Material provided:
===============

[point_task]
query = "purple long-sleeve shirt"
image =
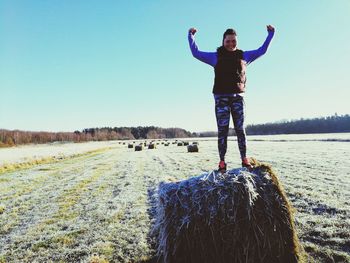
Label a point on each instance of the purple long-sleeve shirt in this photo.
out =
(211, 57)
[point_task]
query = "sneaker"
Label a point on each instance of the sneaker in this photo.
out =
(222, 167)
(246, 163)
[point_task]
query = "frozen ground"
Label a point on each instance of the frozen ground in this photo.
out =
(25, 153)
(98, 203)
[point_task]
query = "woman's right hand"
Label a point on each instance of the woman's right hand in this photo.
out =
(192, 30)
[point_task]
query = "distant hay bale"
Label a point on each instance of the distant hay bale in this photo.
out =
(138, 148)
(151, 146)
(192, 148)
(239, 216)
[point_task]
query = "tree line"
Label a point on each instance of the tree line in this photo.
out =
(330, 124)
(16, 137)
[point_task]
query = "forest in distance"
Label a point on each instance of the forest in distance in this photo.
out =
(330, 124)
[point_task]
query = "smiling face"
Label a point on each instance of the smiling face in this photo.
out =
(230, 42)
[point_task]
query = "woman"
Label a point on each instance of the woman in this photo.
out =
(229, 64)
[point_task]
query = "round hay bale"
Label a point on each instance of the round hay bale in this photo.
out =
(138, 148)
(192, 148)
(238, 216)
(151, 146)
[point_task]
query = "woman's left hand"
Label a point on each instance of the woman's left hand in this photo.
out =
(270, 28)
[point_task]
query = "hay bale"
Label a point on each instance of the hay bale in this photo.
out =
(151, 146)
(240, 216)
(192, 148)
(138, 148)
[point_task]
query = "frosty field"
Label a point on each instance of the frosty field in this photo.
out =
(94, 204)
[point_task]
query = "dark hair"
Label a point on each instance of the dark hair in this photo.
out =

===============

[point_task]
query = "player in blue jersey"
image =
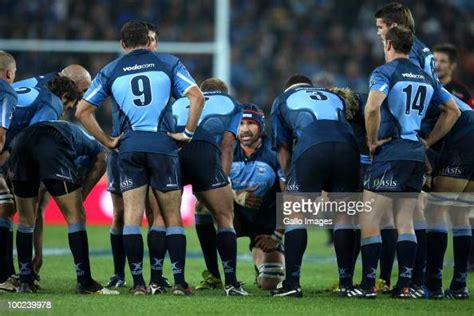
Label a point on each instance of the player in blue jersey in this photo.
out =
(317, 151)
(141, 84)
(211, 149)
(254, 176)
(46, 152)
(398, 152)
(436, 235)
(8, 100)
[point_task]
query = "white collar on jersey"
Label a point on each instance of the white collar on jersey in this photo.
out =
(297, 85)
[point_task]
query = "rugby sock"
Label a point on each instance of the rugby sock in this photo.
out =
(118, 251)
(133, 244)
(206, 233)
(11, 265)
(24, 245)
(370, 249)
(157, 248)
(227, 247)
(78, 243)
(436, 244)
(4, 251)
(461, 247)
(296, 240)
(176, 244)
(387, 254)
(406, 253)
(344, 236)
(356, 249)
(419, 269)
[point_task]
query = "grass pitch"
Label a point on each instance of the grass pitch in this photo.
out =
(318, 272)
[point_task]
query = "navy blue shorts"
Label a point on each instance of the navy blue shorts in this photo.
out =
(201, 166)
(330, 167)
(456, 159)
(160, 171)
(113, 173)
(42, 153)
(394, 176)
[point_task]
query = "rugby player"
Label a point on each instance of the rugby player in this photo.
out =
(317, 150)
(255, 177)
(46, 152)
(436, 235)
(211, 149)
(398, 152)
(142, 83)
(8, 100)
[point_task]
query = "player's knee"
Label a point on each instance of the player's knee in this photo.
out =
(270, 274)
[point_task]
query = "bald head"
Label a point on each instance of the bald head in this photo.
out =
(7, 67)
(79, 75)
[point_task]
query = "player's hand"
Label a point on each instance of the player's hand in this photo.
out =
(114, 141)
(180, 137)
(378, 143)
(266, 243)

===============

Exercise instructions:
Go through the entries above and report every line in which the word "woman" appears.

Your solution:
query = "woman's right hand"
Label a point on each instance of the woman's right hand in this photo.
query = "woman"
Label a point on each instance of the woman in this photo.
query = "woman's left hand"
Label a point on each instance of the woman's left hand in this photo.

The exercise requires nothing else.